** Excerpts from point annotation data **
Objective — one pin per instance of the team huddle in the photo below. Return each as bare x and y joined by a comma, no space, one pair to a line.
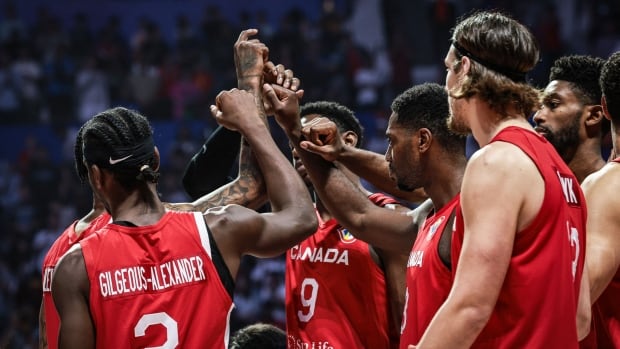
513,247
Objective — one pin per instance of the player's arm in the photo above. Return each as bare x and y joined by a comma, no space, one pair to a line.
367,164
372,167
246,190
70,290
42,328
490,207
602,228
584,306
239,230
209,168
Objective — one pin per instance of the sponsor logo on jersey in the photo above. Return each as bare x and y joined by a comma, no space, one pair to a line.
298,343
433,229
346,236
415,259
47,279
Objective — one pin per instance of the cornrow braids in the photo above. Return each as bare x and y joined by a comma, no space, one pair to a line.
120,140
343,117
583,73
426,106
610,86
80,168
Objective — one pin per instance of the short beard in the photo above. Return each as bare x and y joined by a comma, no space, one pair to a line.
566,139
458,126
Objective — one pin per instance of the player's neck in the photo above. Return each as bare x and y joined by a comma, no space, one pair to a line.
586,161
140,207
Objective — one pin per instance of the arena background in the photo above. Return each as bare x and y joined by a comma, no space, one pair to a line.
62,61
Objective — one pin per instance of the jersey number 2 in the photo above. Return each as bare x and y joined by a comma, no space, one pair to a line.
172,331
308,299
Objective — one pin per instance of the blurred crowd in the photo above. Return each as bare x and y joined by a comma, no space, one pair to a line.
59,74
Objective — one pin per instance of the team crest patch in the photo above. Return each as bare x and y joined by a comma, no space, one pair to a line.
433,229
346,236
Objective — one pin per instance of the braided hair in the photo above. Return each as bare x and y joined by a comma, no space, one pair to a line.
343,117
120,140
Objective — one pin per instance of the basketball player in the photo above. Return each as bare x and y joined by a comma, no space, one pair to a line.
518,249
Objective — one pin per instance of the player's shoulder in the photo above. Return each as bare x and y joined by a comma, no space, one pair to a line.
499,158
603,180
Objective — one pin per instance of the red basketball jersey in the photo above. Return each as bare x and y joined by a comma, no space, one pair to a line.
537,304
157,286
606,312
428,279
62,244
335,292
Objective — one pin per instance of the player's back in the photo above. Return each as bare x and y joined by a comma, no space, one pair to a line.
537,304
157,285
606,310
68,238
429,279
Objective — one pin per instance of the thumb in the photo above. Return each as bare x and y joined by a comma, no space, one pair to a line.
311,147
270,95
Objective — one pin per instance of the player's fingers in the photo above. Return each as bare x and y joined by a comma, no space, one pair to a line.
295,82
270,68
243,36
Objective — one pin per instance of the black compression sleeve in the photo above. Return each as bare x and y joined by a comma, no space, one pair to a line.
210,168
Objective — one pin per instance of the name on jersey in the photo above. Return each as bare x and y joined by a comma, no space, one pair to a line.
415,259
320,255
298,343
140,278
568,188
47,279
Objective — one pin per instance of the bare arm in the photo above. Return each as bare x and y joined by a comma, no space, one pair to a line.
602,228
584,307
246,190
373,168
239,230
70,289
367,164
491,223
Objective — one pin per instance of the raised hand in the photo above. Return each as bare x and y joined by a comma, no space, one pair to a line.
285,105
236,110
250,56
279,75
323,138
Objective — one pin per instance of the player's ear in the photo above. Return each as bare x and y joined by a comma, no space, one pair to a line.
96,177
350,138
605,110
425,138
156,160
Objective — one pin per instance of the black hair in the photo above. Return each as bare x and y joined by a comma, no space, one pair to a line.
121,128
426,106
610,86
502,51
583,72
343,117
258,336
80,168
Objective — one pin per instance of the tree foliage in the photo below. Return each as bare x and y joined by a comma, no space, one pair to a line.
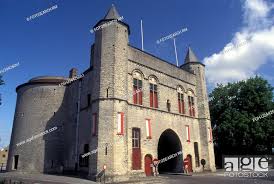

** Requirements **
Turn all the records above into a Markdown table with two columns, Row and Line, giving each line its own row numbered in order and leaving out blank lines. Leave the pictures out.

** Response to the exercise **
| Row | Line |
|---|---|
| 1 | Objective — one pin per instance of the team huddle in the photo below. Return each as bare x and y joined by a comma, no space, one pair to a line. |
| 2 | 513,247 |
| 3 | Objective — one pin per instance of the player's arm in the photo above. Return each as bare x and y joined by a comma, no space, one pair to a line. |
| 4 | 367,164 |
| 5 | 372,167 |
| 6 | 246,190 |
| 7 | 70,290 |
| 8 | 42,328 |
| 9 | 490,207 |
| 10 | 602,228 |
| 11 | 584,306 |
| 12 | 239,230 |
| 13 | 209,168 |
| 14 | Objective — one pin per instance of the sponsor logo on jersey in the photo above. Return each as bare x and y joined by a comma, no space, one pair to a line. |
| 15 | 298,343 |
| 16 | 433,229 |
| 17 | 346,236 |
| 18 | 415,259 |
| 19 | 47,279 |
| 20 | Objective — one pin per instance of the cornrow braids in the photo above. Return each as bare x and y joined by a comma, no space, one pair to a line. |
| 21 | 120,140 |
| 22 | 343,117 |
| 23 | 583,73 |
| 24 | 426,106 |
| 25 | 610,86 |
| 26 | 80,168 |
| 27 | Objective — one pin per instance of the short beard in the photo above. Return each as bare x and y joined by a comma, no space, one pair to a line. |
| 28 | 566,139 |
| 29 | 458,126 |
| 30 | Objective — one pin per instance of the player's neck in the photo above. Return each as bare x and y joined by a comma, no space, one pair to a line. |
| 31 | 586,161 |
| 32 | 140,207 |
| 33 | Objective — one pin per instance of the arena background in the photo above. Return each as bare x and y joined by a comma, no space, one pair to a line. |
| 34 | 62,61 |
| 35 | Objective — one pin per instance of the jersey number 2 in the photo above. Return each as bare x and y joined by a comma, no space, one pair to a line. |
| 36 | 172,331 |
| 37 | 308,299 |
| 38 | Objective — one pin per instance of the blurred crowd in the photo above. Return each as bare x and y joined by a comma, no space, one pair to a line. |
| 39 | 59,74 |
| 40 | Objective — one pin per instance of the team crest patch in the photo above. Return each as bare x and y joined by a comma, no space, one pair to a line. |
| 41 | 433,229 |
| 42 | 346,236 |
| 43 | Objective — one pin per instance of the braided hair in the photo above. Return each as bare x and y joined by a comma, no space, one pair to a line. |
| 44 | 343,117 |
| 45 | 120,140 |
| 46 | Objective — one pin per instance of the basketball player in the photo above. Return each as bare x and y joined by a comma, no space, one pair to a line. |
| 47 | 518,249 |
| 48 | Objective — one pin per instance of the player's shoulder in the photo above. Return each as bare x and y joined by a comma, no space, one pair to a line. |
| 49 | 499,158 |
| 50 | 603,180 |
| 51 | Objective — one pin per instance of the red basketball jersey in the photo above. Return each as bare x and y joined by a comma, no space, one pair to a line. |
| 52 | 537,304 |
| 53 | 157,286 |
| 54 | 606,312 |
| 55 | 428,279 |
| 56 | 62,244 |
| 57 | 335,292 |
| 58 | Objective — one pin per instance of the player's back in the photo above. Return each as bare x and y joined by a comma, no space, one pair to a line. |
| 59 | 537,304 |
| 60 | 157,285 |
| 61 | 606,310 |
| 62 | 68,238 |
| 63 | 429,279 |
| 64 | Objective — one pin per instance of the thumb in the photo above. Return each as bare x and y joined by a comma, no space, one pair to a line. |
| 65 | 311,147 |
| 66 | 270,95 |
| 67 | Objective — one pin per instance of the player's fingers in the photo above. Return each as bare x and y joined by a comma, no space, one pair to a line. |
| 68 | 295,82 |
| 69 | 270,68 |
| 70 | 243,36 |
| 71 | Objective — one pin per instance of the black compression sleeve in the photo above. Return each as bare x and y joined by a comma, no space, one pair to a line. |
| 72 | 210,168 |
| 73 | Objective — one pin per instance of the name on jersey in the photo above. Return each as bare x and y joined by a comma, no space, one pair to a line. |
| 74 | 415,259 |
| 75 | 320,255 |
| 76 | 298,343 |
| 77 | 140,278 |
| 78 | 568,188 |
| 79 | 47,279 |
| 80 | Objective — one pin per instance of the bare arm in the photo above. Return each as bare x and y joined by a comma, no space, one pair to a line. |
| 81 | 602,228 |
| 82 | 584,307 |
| 83 | 246,190 |
| 84 | 373,168 |
| 85 | 239,230 |
| 86 | 70,289 |
| 87 | 367,164 |
| 88 | 491,223 |
| 89 | Objective — one pin per instance of the raised hand in the photo above. Return each as bare x and y joined by a comma, no space, one pair to a line. |
| 90 | 285,105 |
| 91 | 236,110 |
| 92 | 250,56 |
| 93 | 279,75 |
| 94 | 323,138 |
| 95 | Objective — one pin per instance of the player's ear in the photo above. Return each as bare x and y joined by a comma, no space, one pair to a line. |
| 96 | 96,177 |
| 97 | 350,138 |
| 98 | 605,110 |
| 99 | 425,138 |
| 100 | 156,160 |
| 101 | Objective — one pin per instance of the black hair in the photo above. Return each as bare x and y joined by a comma, no space, one pair to a line. |
| 102 | 121,128 |
| 103 | 426,106 |
| 104 | 610,86 |
| 105 | 502,51 |
| 106 | 583,72 |
| 107 | 343,117 |
| 108 | 258,336 |
| 109 | 80,168 |
| 110 | Objective — one pin per instance of the tree foliage in the photo below. Return each as bare x and y joined by a comma, no space, one pair to a line. |